_Что сделать_
**1)** Какова, согласно фрагменту о переживании горя, первая реакция человека на непоправимое событие?
**2)** Продолжите фрагмент о переживании горя, начав сразу после его последнего предложения.

И если мы потакаем таким настроениям человека, а на определённой стадии проживания горя они бывают у многих, мы ввергаем его в психологическую и в духовную опасность.
– Что же тогда требуется? Есть какой-то универсальный совет?
– Слушать, сопереживать, поддерживать, вместе поплакать, вместе помолиться, вытащить человека куда-нибудь, когда ему грустно, дать понять ему, что он вам не безразличен. Стать той ниточкой, которая его привяжет к жизни и поможет выйти на новый этап своей жизни. А еще понять, что универсального совета нет. Люди разные и этапы переживания горя тоже разные.
Человека в состоянии шока можно только слушать
– Что это за этапы? Чем они отличаются?– Когда происходит что-то непоправимо, наш разум отказывается это принимать.
Первая наша реакция – шок и отрицание.При этом человек, на которого обрушилось горе, чувствует себя как во сне, как будто это происходит не с ним. Так разум пытается дистанцироваться, чтобы не сойти в какой-то момент с ума, чтобы не разрушилась психика.
Шок и отрицание может продолжаться считанные часы, а может растянуться на несколько дней. По деструктивному сценарию развития человек может застревать в этой стадии надолго, а его реакции со стороны выглядят не вполне адекватно. Это может быть оцепенение, ступор, истерические реакции плача, смеха, либо подчеркнутое спокойствие.
Если человек в горе выглядит спокойным, то окружающие по-разному интерпретируют это состояние. Одни говорят: «Ой, как хорошо держится». Другие: «Ну надо же, зараза какая, даже не плачет». Но и то, и другое неверно, потому что спокойствие – признак того, что осознание непоправимости случившегося еще не дошло до человека.
Мне здесь вспоминает рассказ психологов из службы МЧС. Когда произошла трагедия с подлодкой «Курск», группа родственников ехала в Северодвинск в одном автобусе с психологами. Были какие-то ничего не значащие легкие разговоры, многие шутили. При этом девочки-практикантки, начинающие кризисные психологи, удивлялись тому, как много жестоких и равнодушных людей среди родственников. Но опытные товарищи им объясняли, что сила горя у людей настолько велика, что не находит себе выхода.

_Сохранённые записи_

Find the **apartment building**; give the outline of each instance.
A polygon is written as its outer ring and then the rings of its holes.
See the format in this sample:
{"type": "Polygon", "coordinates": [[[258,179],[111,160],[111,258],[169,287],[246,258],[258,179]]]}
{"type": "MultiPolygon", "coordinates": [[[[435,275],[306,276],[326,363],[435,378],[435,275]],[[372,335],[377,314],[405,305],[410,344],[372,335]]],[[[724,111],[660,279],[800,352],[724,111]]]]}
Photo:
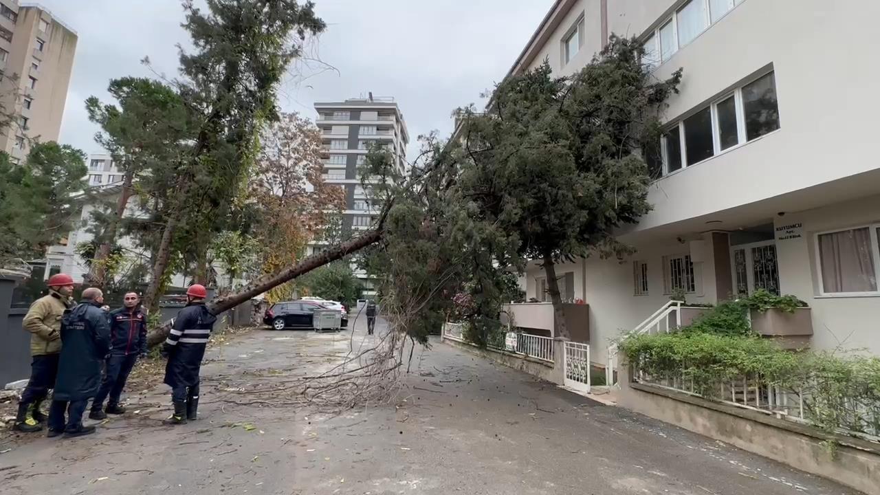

_Готовые решения_
**1)** Шок и отрицание.

**2)**
На стадии шока вопрос о том, что сказать человеку, не актуален. Слова вообще до горюющего не доходят, лишь самые простые, конкретные, односложные.
Не пытайтесь вывести человека из ступора. Ступор – это защитная реакция. Если говорите, то лишь то, что имеет отклик в душе: «Не могу поверить», «Как же так», «Не знаю, что сказать»… Человек в горе и сам не знает, что сказать.
Вообще, горюющему необходимо сострадательное присутствие. Если позволяет положение, можно обнять, позаботиться о нем физически: налить чаю, создать комфорт, а еще вместе поплакать.Во всех традиционных культурах существуют ритуалы переживания горя, и в русской культуре они были. Переживание горя было структурировано. Был институт плакальщиц, периоды ношения траура. Это все помогало человеку выйти из состояния горя с наименьшими психологическими потерями.
– Теперь все утрачено?
– Горю действительно нет места в современном обществе. Во всем у нас должен быть позитив. Все должны быть уравновешенными, как минимум спокойными, а лучше улыбающимися. Человек и так испытывает социальное давление, держит себя в руках, ему стыдно показать себя горюющим, а тут со всех сторон твердят: «Держись».
Это слово означает запрет на переживание тех чувств, которые он на самом деле испытывает. Впоследствии это приводит к тому, что горе замораживается, становится внутренним реактивным образованием, порождающим психологические проблемы на долгие годы.
Но если оглушенный своей потерей человек приходит в церковь, даже не церковный человек, ну что он думает? Нужно отпевание, панихида, сорокоуст…
Включение в эту православную традицию перенесения утраты структурирует переживание горя с таким же успехом, как народные традиции.
Правда, если в этот момент начать рассказывать человеку о мытарствах, о наших представлениях о пакибытии, о страшном суде, адских муках и участи грешников – это станет дополнительной травмой, которая может довести до полного отчаяния.
Человек приходит в церковь за утешением и надеждой. Обещали же «утереть всякую слезу», вот за тем он и пришел. Любой из нас, встретивший такого человека в церкви, первым делом должен помнить о том, что наше дело – утешить и поддержать надежду на Божью милость.
Дайте человеку выплеснуть гнев и агрессию
– Шок прошел и наступило осознание произошедшего. Что дальше?– Следующая реакция человека – гнев, обида и даже агрессия: на плохих врачей, которые не смогли спасти, на виновника смерти, реального или мнимого. Часто даже на самого умершего с претензией «на кого же ты меня оставил» и, естественно, на Бога. Все же в руке Божией. Он определяет срок жизни. Именно в церкви мы особенно часто сталкиваемся с мыслью: «Бог виноват в моей потере», «Он виноват, что допустил», «Почему Он так жестоко меня наказал?»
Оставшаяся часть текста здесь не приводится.